WHAT TO WORK ON | Copy whichever lines of the data hold the word "with".
*** Opening of DATA ***
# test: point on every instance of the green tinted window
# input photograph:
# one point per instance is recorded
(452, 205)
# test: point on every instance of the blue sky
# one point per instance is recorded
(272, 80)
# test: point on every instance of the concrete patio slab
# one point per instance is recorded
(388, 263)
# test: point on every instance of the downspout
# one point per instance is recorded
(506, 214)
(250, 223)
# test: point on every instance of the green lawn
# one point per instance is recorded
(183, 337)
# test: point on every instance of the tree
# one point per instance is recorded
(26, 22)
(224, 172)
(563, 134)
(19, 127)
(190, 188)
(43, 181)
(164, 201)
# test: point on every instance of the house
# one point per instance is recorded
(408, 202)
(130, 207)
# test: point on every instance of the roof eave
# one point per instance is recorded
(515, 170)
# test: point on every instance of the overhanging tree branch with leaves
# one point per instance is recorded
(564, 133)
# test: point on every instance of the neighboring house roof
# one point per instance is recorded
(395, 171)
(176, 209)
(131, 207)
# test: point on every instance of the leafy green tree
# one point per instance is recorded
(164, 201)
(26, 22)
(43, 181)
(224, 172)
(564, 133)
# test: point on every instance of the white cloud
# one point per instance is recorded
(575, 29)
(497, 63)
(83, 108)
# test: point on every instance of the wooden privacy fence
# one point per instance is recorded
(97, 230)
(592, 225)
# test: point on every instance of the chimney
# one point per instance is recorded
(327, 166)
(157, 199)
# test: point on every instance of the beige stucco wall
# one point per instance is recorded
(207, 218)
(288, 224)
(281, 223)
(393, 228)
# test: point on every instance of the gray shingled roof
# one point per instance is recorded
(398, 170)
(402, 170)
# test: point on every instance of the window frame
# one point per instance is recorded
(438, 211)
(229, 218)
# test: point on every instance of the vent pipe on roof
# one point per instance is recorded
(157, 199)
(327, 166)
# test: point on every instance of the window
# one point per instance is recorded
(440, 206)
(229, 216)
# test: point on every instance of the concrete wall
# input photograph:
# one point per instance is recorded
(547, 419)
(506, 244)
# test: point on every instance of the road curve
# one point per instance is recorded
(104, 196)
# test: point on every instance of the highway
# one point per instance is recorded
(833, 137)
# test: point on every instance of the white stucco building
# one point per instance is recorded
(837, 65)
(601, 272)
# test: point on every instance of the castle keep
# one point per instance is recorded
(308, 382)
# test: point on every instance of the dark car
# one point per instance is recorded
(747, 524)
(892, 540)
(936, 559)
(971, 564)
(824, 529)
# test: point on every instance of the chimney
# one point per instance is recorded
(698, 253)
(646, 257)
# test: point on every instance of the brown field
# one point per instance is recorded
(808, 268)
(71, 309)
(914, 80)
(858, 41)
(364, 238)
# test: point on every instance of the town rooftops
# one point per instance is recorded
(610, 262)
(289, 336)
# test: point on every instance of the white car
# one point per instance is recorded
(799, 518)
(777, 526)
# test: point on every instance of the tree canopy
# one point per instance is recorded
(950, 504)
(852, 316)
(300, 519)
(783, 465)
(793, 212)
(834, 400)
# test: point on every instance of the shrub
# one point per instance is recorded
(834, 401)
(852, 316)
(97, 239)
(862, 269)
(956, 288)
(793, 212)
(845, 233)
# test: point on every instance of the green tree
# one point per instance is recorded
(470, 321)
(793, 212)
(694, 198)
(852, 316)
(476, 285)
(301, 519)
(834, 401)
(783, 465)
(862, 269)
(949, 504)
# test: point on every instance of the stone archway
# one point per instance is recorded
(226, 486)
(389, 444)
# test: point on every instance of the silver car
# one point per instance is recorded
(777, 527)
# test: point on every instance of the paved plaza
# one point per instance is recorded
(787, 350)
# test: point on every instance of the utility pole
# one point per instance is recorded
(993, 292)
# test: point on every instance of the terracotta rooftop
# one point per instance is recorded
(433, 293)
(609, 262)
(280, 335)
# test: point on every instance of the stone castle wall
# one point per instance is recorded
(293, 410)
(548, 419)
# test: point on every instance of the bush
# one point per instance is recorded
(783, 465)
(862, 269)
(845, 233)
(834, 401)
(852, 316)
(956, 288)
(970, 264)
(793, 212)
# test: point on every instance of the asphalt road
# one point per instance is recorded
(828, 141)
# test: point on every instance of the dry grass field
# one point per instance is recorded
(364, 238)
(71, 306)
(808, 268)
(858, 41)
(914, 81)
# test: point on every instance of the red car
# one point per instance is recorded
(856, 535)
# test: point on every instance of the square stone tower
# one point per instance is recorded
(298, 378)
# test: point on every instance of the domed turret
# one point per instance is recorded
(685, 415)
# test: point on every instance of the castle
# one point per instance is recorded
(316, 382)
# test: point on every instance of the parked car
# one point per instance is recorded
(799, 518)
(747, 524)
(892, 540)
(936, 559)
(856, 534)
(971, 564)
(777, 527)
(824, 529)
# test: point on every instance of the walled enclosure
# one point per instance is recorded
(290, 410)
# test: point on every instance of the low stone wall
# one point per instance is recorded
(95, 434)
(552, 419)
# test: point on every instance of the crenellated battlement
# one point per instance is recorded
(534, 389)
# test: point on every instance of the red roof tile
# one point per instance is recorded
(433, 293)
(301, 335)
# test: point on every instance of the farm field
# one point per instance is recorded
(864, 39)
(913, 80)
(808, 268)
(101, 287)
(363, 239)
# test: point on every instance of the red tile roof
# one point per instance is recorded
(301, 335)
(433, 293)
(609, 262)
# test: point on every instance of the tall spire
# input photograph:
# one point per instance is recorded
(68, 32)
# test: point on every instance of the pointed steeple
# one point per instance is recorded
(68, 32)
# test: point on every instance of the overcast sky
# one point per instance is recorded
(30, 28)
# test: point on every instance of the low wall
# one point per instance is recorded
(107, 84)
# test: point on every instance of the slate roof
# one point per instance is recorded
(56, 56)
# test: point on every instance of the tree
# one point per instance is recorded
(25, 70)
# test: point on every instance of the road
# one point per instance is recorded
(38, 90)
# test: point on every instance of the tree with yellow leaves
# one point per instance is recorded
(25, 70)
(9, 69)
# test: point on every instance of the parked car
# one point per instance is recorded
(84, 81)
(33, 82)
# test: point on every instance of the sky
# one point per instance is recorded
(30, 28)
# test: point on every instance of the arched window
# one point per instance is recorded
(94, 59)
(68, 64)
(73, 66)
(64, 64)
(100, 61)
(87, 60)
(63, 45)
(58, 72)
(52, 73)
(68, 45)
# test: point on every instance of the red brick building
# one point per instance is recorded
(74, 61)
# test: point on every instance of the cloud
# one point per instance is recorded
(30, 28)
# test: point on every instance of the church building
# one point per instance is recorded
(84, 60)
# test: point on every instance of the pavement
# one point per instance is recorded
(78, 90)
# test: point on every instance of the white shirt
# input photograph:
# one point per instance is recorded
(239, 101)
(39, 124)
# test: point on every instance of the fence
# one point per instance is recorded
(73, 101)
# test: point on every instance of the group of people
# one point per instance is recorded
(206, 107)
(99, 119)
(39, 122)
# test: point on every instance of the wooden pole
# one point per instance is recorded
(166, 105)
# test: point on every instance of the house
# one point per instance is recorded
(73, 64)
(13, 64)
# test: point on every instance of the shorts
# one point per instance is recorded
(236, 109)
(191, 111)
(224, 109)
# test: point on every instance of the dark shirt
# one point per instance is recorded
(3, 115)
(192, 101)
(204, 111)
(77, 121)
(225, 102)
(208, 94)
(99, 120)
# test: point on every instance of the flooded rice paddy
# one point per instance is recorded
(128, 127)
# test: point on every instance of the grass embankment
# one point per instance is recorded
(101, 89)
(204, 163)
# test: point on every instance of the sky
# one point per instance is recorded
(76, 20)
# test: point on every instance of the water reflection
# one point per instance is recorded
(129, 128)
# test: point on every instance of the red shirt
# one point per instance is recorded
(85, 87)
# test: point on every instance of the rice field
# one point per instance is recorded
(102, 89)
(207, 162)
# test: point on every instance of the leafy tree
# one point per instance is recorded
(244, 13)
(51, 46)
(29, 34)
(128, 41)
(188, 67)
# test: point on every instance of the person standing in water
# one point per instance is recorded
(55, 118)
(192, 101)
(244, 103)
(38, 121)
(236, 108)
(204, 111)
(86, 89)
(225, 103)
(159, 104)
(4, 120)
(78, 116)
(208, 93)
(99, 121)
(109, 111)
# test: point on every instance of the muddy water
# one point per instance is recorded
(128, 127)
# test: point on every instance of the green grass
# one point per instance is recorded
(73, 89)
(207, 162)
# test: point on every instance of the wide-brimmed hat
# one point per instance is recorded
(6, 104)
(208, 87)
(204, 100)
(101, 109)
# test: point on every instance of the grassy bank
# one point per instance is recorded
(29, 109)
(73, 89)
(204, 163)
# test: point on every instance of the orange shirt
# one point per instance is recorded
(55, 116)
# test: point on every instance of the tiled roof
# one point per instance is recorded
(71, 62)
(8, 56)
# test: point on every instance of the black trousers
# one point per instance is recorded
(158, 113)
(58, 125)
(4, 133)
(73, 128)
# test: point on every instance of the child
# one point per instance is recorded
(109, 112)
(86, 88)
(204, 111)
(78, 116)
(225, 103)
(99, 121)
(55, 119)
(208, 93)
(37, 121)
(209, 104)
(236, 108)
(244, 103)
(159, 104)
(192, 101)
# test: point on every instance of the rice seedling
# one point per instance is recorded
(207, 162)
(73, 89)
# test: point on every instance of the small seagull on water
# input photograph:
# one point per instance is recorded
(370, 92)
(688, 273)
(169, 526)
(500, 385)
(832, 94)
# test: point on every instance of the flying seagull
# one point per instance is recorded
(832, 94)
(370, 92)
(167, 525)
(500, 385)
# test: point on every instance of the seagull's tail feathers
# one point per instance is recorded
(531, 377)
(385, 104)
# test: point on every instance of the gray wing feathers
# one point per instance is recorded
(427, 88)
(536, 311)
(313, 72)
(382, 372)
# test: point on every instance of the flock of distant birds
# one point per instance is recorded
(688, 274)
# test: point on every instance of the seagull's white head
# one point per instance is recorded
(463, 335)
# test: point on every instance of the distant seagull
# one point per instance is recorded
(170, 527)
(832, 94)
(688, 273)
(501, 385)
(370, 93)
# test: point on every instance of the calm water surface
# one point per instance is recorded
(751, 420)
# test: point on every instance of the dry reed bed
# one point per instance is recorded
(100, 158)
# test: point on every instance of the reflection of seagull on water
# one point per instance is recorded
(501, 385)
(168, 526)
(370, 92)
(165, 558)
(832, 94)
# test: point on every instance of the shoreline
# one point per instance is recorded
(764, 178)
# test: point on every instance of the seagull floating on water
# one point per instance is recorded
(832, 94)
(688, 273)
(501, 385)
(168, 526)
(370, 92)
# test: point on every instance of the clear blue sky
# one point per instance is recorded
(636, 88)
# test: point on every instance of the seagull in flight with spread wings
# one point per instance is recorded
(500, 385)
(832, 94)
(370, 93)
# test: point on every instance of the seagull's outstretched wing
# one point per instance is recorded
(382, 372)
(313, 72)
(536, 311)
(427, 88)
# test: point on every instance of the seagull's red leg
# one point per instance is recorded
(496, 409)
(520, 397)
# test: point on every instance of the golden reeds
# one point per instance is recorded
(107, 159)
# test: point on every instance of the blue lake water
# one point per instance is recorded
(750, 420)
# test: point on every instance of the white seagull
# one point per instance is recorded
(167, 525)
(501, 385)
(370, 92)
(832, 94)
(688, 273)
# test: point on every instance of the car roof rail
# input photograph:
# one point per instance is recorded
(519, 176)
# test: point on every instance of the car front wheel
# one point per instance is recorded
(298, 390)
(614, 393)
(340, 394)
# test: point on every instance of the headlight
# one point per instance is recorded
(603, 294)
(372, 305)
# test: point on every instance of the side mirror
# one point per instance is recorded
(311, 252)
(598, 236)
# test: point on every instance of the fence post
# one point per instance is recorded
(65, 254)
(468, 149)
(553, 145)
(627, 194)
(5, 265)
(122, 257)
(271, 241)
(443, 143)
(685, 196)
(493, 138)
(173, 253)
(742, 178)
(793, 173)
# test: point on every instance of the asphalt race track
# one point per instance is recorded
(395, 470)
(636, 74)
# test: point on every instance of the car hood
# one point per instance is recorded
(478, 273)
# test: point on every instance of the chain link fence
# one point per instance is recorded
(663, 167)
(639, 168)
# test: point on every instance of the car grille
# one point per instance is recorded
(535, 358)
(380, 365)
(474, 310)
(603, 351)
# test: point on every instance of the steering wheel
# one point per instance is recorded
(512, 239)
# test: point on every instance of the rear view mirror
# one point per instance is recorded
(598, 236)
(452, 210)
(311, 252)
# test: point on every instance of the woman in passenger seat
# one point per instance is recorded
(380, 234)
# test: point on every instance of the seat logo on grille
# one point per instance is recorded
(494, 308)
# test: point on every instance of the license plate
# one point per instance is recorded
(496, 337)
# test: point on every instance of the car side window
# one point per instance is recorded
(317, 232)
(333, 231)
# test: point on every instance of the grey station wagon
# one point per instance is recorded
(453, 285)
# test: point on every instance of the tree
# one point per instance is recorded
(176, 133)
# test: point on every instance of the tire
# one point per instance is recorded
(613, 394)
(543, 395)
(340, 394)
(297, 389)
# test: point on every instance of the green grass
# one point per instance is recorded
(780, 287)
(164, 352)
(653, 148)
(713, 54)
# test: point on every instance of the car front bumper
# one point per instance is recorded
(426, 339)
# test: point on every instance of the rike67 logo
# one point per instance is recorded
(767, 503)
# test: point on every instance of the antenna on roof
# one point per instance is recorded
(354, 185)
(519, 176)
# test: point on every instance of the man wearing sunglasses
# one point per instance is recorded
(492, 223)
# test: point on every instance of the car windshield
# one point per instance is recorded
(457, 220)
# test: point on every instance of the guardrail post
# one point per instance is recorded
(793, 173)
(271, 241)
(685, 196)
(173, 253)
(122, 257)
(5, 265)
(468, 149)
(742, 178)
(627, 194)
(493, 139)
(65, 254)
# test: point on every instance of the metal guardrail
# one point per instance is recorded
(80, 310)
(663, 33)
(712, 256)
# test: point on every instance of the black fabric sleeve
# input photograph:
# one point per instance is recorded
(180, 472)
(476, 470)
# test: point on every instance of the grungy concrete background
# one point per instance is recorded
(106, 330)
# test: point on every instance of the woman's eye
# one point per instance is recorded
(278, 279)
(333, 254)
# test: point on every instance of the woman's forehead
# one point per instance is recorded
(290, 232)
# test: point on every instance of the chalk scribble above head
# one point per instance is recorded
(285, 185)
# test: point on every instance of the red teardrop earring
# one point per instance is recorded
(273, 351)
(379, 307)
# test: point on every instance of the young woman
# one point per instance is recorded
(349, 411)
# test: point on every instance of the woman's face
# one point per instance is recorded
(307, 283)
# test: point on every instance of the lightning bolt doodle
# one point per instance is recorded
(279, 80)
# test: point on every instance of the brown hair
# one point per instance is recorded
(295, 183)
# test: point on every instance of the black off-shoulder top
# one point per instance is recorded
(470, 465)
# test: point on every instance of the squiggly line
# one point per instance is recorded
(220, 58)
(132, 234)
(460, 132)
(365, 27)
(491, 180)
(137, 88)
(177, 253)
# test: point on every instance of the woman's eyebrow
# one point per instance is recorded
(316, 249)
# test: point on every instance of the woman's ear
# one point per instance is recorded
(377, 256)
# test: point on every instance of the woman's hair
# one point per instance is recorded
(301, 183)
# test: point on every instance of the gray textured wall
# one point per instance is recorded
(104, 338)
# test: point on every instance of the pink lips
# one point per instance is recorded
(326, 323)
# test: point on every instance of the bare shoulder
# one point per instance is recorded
*** Close of DATA ***
SOLUTION FOR THIS EXERCISE |
# test: point on every instance of the overhanging tree branch with leaves
# test: point on every instance of the tree with yellow leaves
# test: point on every instance of the seagull in flight with spread wings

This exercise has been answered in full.